** Data shown follows **
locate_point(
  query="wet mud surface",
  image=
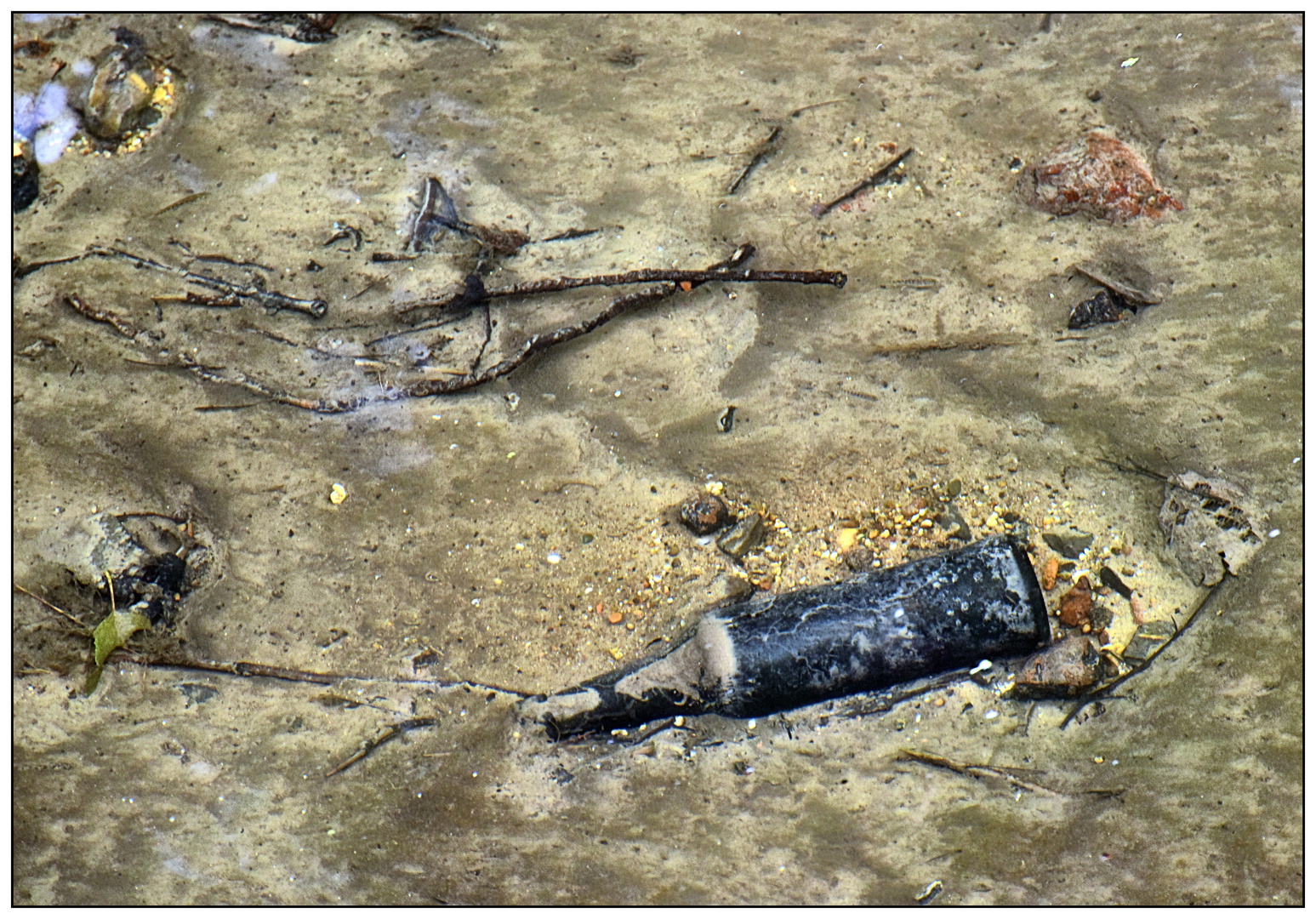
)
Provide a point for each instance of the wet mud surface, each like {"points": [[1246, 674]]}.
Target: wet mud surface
** End of Data shown **
_To do_:
Copy the data precisely. Skip every picture.

_Answer below_:
locate_point(
  query="wet mud surface",
  image=
)
Provide a point for each instance of the wet mud surface, each like {"points": [[1246, 674]]}.
Target: wet mud surface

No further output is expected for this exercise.